=== STATED PROBLEM ===
All of the entries need to be written out again, exactly as they are.

=== DATA IN THIS EXERCISE ===
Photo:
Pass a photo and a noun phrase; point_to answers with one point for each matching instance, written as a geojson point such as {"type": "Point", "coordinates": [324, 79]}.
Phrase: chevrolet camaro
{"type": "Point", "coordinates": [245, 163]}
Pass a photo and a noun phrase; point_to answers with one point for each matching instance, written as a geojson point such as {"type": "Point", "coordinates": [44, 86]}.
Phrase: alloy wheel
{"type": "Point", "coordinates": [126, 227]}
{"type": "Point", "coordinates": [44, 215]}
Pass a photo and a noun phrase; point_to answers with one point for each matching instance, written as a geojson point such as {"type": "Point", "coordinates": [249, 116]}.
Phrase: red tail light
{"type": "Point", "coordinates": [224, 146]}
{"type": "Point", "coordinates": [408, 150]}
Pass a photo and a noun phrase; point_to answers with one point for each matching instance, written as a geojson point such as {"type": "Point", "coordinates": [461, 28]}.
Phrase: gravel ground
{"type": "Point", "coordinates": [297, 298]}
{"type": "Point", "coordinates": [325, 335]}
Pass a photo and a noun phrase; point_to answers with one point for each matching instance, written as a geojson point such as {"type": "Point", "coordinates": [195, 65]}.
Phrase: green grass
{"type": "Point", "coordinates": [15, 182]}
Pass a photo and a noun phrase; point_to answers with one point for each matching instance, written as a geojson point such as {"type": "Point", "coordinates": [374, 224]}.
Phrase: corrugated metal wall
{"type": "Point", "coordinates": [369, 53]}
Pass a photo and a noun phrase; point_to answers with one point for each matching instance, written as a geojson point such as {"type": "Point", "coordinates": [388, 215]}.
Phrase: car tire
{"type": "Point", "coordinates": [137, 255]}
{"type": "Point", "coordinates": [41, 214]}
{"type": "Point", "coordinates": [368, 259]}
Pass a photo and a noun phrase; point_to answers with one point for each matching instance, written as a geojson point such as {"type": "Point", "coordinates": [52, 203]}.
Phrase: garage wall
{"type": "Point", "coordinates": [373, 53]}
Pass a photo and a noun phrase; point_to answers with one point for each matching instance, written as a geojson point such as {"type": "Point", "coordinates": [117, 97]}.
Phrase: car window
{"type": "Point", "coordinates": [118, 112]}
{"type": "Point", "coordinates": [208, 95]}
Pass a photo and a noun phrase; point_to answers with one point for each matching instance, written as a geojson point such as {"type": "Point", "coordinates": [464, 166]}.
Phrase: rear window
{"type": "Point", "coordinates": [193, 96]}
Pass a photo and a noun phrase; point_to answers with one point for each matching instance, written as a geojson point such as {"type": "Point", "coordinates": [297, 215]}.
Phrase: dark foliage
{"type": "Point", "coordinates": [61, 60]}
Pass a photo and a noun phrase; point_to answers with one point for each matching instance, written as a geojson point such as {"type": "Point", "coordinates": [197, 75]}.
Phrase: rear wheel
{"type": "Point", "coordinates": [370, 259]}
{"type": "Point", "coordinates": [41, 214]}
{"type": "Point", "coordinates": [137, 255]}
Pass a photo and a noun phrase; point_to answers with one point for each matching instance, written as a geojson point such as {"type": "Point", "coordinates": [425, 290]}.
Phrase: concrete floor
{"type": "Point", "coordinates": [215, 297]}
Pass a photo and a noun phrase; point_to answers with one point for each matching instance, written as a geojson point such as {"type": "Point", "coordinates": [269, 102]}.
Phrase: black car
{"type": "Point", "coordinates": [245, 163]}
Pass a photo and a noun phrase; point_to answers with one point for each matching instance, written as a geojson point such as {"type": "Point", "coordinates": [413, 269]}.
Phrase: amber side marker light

=== THE OUTPUT ===
Photo:
Pass a photo and a noun phrase; point_to answers with one point for each matching instance, written as a geojson point such as {"type": "Point", "coordinates": [324, 79]}.
Phrase: chevrolet camaro
{"type": "Point", "coordinates": [245, 163]}
Pass a photo and a noun phrase; point_to answers with one point for each matching instance, written as a geojson point such as {"type": "Point", "coordinates": [44, 86]}.
Phrase: alloy wheel
{"type": "Point", "coordinates": [126, 227]}
{"type": "Point", "coordinates": [44, 215]}
Pass a photo and a noun phrase; point_to answers with one point for each matching instance, written as a geojson point such as {"type": "Point", "coordinates": [249, 116]}.
Phrase: red tail light
{"type": "Point", "coordinates": [224, 146]}
{"type": "Point", "coordinates": [408, 150]}
Pass a photo and a noun phrase; point_to answers with one point for each matching instance, written as a geojson point such as {"type": "Point", "coordinates": [461, 28]}.
Phrase: gravel ground
{"type": "Point", "coordinates": [297, 298]}
{"type": "Point", "coordinates": [325, 335]}
Pass a photo and a noun phrase; point_to answers with one point for each matching instance, written as a geojson point such as {"type": "Point", "coordinates": [195, 65]}.
Phrase: green grass
{"type": "Point", "coordinates": [15, 182]}
Pass a photo and a noun phrase; point_to answers with one point for each matching instance, written as a geojson point such as {"type": "Point", "coordinates": [374, 224]}.
Phrase: corrugated metal wall
{"type": "Point", "coordinates": [369, 53]}
Pass a photo and a noun phrase; point_to answers with one point for each matching instance, written as a geojson point such as {"type": "Point", "coordinates": [388, 215]}.
Phrase: car tire
{"type": "Point", "coordinates": [137, 255]}
{"type": "Point", "coordinates": [41, 214]}
{"type": "Point", "coordinates": [368, 259]}
Pass a photo and a noun phrase; point_to answers with one point for each matching instance, written as a geojson point such as {"type": "Point", "coordinates": [52, 203]}.
Phrase: garage wall
{"type": "Point", "coordinates": [373, 53]}
Pass a photo and a noun phrase; point_to answers with one point for each matching instance, written as a geojson point such as {"type": "Point", "coordinates": [117, 97]}.
Phrase: car window
{"type": "Point", "coordinates": [118, 112]}
{"type": "Point", "coordinates": [208, 95]}
Pass a photo and a noun phrase; point_to answers with one point for each matching instance, written as a geojson point such as {"type": "Point", "coordinates": [464, 166]}.
Phrase: rear window
{"type": "Point", "coordinates": [193, 96]}
Pass a photo and a noun phrase; point_to answers with one point for each matching instance, written as a geojson point such as {"type": "Point", "coordinates": [297, 215]}.
Phrase: dark foliage
{"type": "Point", "coordinates": [61, 60]}
Pass a photo and a noun phrase; point_to answers with one point for each matching instance, written as a geojson point such as {"type": "Point", "coordinates": [197, 75]}.
Phrase: rear wheel
{"type": "Point", "coordinates": [370, 259]}
{"type": "Point", "coordinates": [41, 214]}
{"type": "Point", "coordinates": [137, 255]}
Pass a photo and a noun phrase; point_to answers with one point for each matching instance, written as a geojson point such as {"type": "Point", "coordinates": [425, 290]}.
Phrase: concrete floor
{"type": "Point", "coordinates": [215, 297]}
Pass a photo and a noun phrase; point_to answers with one point for each matching instance, written as a geojson point such as {"type": "Point", "coordinates": [269, 102]}.
Phrase: black car
{"type": "Point", "coordinates": [245, 163]}
Pass a photo and a noun phrase; point_to answers with one point for each matching instance, written as a geojson point such as {"type": "Point", "coordinates": [413, 269]}.
Phrase: amber side marker light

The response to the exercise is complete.